Ieri sera richiamo Bicipiti-Addominali

2x15+2x10+2x8 Curl al cavo
5x25 addominali inversi


----------



## Morto che parla (15 Aprile 2013)

Petto addominali

Piana 8-8-8-7 82kg 7 78kg
Dips 3x10
Croci declinata 4x12 28kg

10 serie di addominali


----------



## Morto che parla (16 Aprile 2013)

In pausa pranzo 45 minuti di basket. Stasera probabilmente farò schiena e bicipiti.


----------



## Morto che parla (16 Aprile 2013)

Schiena bicipiti

Trazioni 2x12 +2x12 cambiando presa, +2x10 presa prona
Rematore bilanciere 48kg 2x6
Scrollate bilanciere 2x15 48 2x12 52 8 56

Hammer curl 6x12 14kg


E fra poco si "sfriga" la torta....


----------



## Morto che parla (17 Aprile 2013)

Gambe Addominali

Squat 5x20 50kg
Hip Raise 4x15 22kg
Calf Riase 5x15 50kg

9 serie addominali.


----------



## Morto che parla (18 Aprile 2013)

La cardiologa mi ha detto che 5 sedute di pesi alla settimana sono troppe, e di fare più cardio.

oggi 30 minuti di cyclette con sto trabiccolo attaccato.


----------



## Morto che parla (19 Aprile 2013)

Oggi ho tolto il maledetto holter. Resto molto scettico, visto che a me quello che dà fastidio è proprio la misurazione della pressione in sè. Non è che facendola ogni 15 minuti cambia qualcosa.

Ieri sera parlavo tranquillamente coi miei, ad un certo punto sento quella ***** stringere, guardo: 156 110. Sè, buonanotte XD


----------



## Morto che parla (19 Aprile 2013)

Mi rompono con la pressione? che devo abbassare i carichi?

E io faccio il gironda.

Tricipiti Spalle

Distensioni dietro la nuca 8x8 22kg, 15'' rec
Dips 8x8 15'' rec

Frontali 8x8 12 kg
Laterali 8x8 20kg
Fly 6x8 20kg



Muoio....


----------



## Morto che parla (22 Aprile 2013)

Sabato mi sono sciroppato Schiena e Addominali

Trazioni 7x8
Tbar all'angolo 8x8 40kg
Scrollate bilanciere 8x8 48kg

15 sec rest

Crunch alla sedia, 12kg, 8x8
Crunch inversi a terra 8x8
Sit ups, 8x8

5 sec rest


----------



## Morto che parla (22 Aprile 2013)

Petto Bicipiti

Piana 7x8 60kg
Dips 8x8
Croci declinata 8x8 20kg

Ez curl 8x8 30kg
Hammer curl 8x8 20kg

La sensazione di fatica finale è terrificante...


----------



## Morto che parla (22 Aprile 2013)

Risultati dell'holter: ipertensione sistolica di tipo 1.

La cosa, comunque, non mi convince per niente. Anche perchè gli esami del sangue dicono tutt'altro. Stasera ne parlerò col medico.

Consegna 1 ->
Rispondi in base all'estratto del diario di allenamento:
(a) Quanti minuti di basket sono stati giocati in pausa pranzo il 16 aprile 2013?
(b) Cosa ha detto la cardiologa sulle sedute di pesi?
(c) Qual è il risultato dell'holter riportato il 22 aprile 2013?
Consegna 2 -> Riscrivi in forma più breve il paragrafo dell'estratto che inizia con "Oggi ho tolto il maledetto holter", mantenendo i fatti principali.
Il materiale riportato qui sotto è indipendente dall'estratto.

Dati forniti ->
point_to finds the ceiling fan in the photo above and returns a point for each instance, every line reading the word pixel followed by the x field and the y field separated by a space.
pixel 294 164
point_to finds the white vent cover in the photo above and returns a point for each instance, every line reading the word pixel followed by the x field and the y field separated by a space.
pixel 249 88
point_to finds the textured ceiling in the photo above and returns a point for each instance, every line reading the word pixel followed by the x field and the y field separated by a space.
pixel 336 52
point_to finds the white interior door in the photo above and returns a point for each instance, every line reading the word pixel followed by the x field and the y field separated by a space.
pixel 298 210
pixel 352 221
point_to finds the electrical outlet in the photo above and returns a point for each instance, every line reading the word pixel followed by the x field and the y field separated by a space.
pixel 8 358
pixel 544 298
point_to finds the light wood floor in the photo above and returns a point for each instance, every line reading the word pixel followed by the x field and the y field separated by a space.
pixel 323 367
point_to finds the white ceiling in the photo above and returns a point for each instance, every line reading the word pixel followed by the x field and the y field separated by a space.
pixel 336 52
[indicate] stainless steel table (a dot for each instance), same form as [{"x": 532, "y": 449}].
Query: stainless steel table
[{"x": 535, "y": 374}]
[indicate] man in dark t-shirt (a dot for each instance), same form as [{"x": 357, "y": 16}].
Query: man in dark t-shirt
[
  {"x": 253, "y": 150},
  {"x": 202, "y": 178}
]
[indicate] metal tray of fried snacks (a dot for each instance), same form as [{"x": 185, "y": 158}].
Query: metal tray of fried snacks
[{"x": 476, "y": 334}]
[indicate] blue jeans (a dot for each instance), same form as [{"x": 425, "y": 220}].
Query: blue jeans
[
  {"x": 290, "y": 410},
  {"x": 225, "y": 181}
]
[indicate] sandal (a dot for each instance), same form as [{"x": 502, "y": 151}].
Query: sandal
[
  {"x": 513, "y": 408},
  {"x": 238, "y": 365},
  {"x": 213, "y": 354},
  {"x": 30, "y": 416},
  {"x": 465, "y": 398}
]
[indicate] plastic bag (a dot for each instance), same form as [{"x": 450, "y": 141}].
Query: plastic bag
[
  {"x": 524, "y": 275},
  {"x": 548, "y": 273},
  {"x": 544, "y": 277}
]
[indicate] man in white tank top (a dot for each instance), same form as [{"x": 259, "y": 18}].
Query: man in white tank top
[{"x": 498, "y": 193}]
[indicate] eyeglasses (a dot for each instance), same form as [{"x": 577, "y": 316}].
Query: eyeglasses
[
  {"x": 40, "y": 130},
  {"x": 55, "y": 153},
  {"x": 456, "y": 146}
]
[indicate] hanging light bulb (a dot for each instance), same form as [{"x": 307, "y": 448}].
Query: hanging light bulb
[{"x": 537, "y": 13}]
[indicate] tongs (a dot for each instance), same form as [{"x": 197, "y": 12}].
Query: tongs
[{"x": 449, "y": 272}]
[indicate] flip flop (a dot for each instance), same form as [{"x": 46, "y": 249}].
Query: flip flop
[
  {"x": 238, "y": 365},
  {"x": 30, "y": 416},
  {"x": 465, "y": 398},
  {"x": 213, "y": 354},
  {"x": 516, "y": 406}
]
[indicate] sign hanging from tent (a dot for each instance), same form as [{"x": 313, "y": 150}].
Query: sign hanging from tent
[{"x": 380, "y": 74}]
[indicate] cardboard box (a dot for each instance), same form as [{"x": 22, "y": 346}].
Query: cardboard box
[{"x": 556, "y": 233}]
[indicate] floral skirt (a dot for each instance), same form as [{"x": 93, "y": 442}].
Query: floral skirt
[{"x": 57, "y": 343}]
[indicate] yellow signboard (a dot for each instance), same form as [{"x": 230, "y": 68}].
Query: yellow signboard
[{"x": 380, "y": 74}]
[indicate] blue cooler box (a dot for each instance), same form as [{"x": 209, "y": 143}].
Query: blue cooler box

La tua soluzione 1 ->
(a) 45 minuti.
(b) Che 5 sedute di pesi alla settimana sono troppe e che bisogna fare più cardio.
(c) Ipertensione sistolica di tipo 1.

La tua soluzione 2 -> Oggi ho tolto l'holter, ma resto scettico: mi dà fastidio proprio la misurazione della pressione, e farla ogni 15 minuti non cambia nulla.